• _Parts of the exercise_
**1)** According to the Slayer article, which Slayer album does Keeno call his favorite?
**2)** Please write the next part of the Slayer article, picking up after its final sentence.

• _Page extract_
....

Released in October 1986, Reign in Blood was Slayer’s third full-length studio album, but for many soon-to-be-converted metalheads in the decades since, it remains their first exposure to a lifelong obsession.

“Slayer’s like the gateway drug into metal for a lot of people,” said Keeno, guitarist and vocalist for Oklahoma City progressive death metal band Dischordia.

Though Dischordia’s latest release, Binge/Purge — a two-song concept EP that’s only about five minutes shorter than the entirety of Reign in Blood and features ukulele, marimba, flute and the Rose State College Chorus — has little in common with Slayer’s distinctive style, Keeno said discovering the band was a revelation when he was first beginning to play the guitar.

“The first thing I ever heard was Reign in Blood,” Keeno said, “and I was like, ‘What the hell did I just listen to? That was amazing!’ And I was hooked after that; I checked out everything from then on. My favorite album is still probably South of Heaven by them, but Reign in Blood was the end-all the moment I heard it.”

Meta metal

Spawned in Huntington Park, California, in 1981, Slayer originally drew inspiration from the new wave of British heavy metal bands Iron Maiden, Judas Priest and Venom, but guitarists Kerry King, Jeff Hanneman, drummer Dave Lombardo and vocalist and bassist Tom Araya played at punk rock’s blistering speed in a style that would become known as “thrash.” The band, which stops at OKC’s The Zoo Amphitheatre Aug. 16 on its farewell tour, also incorporated Satanic iconography and graphic violence into lyrics and album art in a way that was still novel enough to be shocking at the time, creating controversy and earning a devoted cult following, influencing black metal, death metal, grindcore and other subgenres of extreme music.

....

(Rows from a dataset)
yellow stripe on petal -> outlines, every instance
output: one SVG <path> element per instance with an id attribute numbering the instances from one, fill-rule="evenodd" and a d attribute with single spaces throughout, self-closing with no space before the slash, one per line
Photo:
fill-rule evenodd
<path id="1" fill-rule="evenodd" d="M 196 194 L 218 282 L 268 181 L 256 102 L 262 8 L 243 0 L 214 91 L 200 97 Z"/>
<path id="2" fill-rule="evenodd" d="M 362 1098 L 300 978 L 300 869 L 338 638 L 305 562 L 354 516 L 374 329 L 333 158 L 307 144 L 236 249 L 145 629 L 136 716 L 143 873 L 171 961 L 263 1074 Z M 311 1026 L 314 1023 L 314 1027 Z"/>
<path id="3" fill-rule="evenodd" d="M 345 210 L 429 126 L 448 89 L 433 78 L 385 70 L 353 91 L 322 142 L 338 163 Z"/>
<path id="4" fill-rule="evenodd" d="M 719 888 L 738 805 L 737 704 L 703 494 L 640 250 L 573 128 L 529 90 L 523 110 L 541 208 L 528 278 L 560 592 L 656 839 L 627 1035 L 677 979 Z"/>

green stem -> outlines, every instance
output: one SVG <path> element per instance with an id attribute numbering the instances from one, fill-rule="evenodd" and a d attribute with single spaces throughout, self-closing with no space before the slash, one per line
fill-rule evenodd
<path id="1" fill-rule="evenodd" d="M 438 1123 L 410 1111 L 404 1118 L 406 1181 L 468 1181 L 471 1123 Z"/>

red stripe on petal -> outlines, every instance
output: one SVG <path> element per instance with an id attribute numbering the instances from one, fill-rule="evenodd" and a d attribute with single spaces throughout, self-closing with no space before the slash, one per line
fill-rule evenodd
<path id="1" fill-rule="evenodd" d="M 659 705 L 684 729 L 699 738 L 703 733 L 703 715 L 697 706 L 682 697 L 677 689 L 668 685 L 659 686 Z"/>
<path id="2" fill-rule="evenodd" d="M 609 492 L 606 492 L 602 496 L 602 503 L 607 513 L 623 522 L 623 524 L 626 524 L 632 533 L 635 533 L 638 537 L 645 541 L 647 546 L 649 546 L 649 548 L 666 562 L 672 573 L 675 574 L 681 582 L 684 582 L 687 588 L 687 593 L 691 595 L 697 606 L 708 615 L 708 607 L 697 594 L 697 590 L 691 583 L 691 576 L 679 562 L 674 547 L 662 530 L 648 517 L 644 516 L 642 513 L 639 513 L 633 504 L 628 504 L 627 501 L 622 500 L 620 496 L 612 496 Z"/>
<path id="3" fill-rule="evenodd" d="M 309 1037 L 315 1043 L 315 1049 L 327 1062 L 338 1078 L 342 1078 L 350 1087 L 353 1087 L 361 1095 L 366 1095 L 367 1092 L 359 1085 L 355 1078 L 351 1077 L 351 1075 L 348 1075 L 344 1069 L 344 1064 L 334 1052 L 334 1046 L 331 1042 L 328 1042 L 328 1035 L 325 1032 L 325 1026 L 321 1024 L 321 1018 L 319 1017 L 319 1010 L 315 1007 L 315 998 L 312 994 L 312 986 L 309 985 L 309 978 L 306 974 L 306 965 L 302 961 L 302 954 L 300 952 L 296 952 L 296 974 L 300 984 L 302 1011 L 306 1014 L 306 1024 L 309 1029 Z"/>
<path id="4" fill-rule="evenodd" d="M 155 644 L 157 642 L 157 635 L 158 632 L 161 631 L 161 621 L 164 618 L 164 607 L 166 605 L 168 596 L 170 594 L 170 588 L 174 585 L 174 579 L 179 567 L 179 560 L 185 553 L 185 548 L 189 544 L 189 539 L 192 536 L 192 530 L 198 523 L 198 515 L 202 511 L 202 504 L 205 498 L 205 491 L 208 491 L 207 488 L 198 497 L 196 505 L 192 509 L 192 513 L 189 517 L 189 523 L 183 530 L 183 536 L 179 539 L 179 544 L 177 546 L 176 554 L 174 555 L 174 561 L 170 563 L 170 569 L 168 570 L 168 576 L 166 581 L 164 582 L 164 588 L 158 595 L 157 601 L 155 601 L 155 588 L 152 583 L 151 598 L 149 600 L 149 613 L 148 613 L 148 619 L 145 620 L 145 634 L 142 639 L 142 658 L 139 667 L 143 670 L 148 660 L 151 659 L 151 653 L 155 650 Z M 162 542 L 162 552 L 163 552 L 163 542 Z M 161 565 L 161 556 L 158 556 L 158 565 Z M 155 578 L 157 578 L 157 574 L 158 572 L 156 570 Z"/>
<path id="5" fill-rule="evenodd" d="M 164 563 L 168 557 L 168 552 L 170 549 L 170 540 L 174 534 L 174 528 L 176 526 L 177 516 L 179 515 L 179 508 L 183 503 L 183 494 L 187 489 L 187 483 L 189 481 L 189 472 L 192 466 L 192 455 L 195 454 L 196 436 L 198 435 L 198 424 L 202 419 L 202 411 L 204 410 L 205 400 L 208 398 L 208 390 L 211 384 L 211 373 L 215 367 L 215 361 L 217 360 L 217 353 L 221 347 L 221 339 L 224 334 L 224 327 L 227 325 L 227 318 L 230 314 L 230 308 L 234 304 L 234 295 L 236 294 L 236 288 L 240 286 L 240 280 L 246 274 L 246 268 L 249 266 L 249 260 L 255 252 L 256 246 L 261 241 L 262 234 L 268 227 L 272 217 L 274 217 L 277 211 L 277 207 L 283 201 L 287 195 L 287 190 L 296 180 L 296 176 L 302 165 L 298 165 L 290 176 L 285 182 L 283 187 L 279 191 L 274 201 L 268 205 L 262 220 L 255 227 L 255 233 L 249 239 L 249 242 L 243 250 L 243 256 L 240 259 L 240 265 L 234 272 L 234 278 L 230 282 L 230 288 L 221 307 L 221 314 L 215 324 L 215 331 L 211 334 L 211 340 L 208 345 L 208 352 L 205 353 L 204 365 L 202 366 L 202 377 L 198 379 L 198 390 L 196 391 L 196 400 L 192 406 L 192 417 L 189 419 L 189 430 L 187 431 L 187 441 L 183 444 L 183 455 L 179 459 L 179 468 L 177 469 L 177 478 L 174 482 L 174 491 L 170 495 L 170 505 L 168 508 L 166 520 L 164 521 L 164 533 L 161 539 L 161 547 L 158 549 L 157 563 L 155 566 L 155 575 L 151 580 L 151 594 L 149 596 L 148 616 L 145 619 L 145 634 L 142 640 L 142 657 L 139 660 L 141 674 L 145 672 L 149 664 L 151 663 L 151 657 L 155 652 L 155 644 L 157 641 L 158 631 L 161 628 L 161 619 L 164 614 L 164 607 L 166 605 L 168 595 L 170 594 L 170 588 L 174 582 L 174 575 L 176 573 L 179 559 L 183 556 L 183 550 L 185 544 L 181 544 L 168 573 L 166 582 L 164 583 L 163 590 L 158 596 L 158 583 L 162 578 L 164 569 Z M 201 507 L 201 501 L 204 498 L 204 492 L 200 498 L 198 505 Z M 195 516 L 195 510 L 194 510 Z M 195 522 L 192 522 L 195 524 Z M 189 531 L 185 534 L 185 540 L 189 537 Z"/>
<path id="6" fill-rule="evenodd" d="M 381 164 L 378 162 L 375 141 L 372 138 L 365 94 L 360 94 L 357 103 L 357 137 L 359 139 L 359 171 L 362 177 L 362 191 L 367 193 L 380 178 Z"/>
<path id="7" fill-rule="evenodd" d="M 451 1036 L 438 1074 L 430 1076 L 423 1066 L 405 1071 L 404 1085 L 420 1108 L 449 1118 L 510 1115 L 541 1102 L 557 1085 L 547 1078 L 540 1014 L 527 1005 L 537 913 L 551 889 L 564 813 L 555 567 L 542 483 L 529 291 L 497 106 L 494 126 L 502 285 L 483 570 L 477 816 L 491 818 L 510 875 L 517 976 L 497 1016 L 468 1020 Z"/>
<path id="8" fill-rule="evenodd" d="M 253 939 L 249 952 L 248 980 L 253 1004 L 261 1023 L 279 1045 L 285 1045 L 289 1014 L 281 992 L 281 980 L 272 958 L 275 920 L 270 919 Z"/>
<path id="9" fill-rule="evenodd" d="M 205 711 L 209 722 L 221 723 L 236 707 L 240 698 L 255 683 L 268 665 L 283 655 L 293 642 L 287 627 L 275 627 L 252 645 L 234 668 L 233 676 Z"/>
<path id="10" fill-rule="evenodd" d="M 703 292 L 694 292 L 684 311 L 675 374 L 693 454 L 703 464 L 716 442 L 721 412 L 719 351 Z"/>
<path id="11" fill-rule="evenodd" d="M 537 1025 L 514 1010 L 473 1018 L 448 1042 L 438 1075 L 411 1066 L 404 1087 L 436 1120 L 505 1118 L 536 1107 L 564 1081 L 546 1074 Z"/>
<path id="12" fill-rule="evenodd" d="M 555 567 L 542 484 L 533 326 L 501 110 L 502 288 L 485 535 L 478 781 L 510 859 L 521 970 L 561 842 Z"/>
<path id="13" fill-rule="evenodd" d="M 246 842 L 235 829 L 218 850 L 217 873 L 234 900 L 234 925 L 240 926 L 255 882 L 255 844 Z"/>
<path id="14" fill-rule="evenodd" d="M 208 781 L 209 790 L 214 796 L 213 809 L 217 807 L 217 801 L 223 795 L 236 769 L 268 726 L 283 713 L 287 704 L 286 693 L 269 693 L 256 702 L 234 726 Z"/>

....

• _Expected responses_
**1)** South of Heaven.

**2)**
Randy Blythe, vocalist for Lamb of God, which serves as a supporting act on Slayer’s final tour, said he’d never heard anything like it before.

“The Reign in Blood record has a certain rawness to it,” Blythe said. “And it’s not even like 30 minutes, maybe 28 minutes. I think the brevity of it and the efficiency of that record really, as a high school punk-rock kid who wasn’t really listening to much metal, probably smacked me pretty hard in the face. … When I started listening to punk rock, the impact of the songs, I was like, ‘There’s not a lot of wankery going on here,’ you know, ‘There’s not a lot of crap.’ At that time, it was the ’80s, and on the radio, you had Air Supply and shit like that, so you’re just like, ‘Oh my god; I wanna throw up in my mouth.’ Then you hear this, and you’re like ‘OK. This is it. They’re getting it. They’re getting to the point,’ and it was amazing. It was brutal.”

Mich’ela Creel, vocalist of Oklahoma City hard rock band Saint Monroe, said she was a fan of classic metal bands such as Dio when she first heard Reign in Blood.

“Slayer took me from the lighter side to the more extreme side,” Creel said. “Their lyrical content takes everything to the extreme point, where it makes the audience think about things, and I think that’s the whole point of music and art.”

Charles Gafford, bassist of Norman progressive metal band Via the Verge, said hearing Slayer for the first time gave him “an idea of what was possible and what [he] could do if [he] spent enough time with [his] instrument” in terms of “technicality and dexterity, speed.”

“It was just freaking intense, fast-paced, balls-to-the-wall, all out there,” Gafford said. “Whenever I first started seeing their live performance, that’s when I was really like, ‘Wow! These guys are doing something here.’ They seemed to be one of the first people to use pyrotechnics and had these ginormous crowds of people running in circles, having intense crowd participation that you don’t see in other genres.”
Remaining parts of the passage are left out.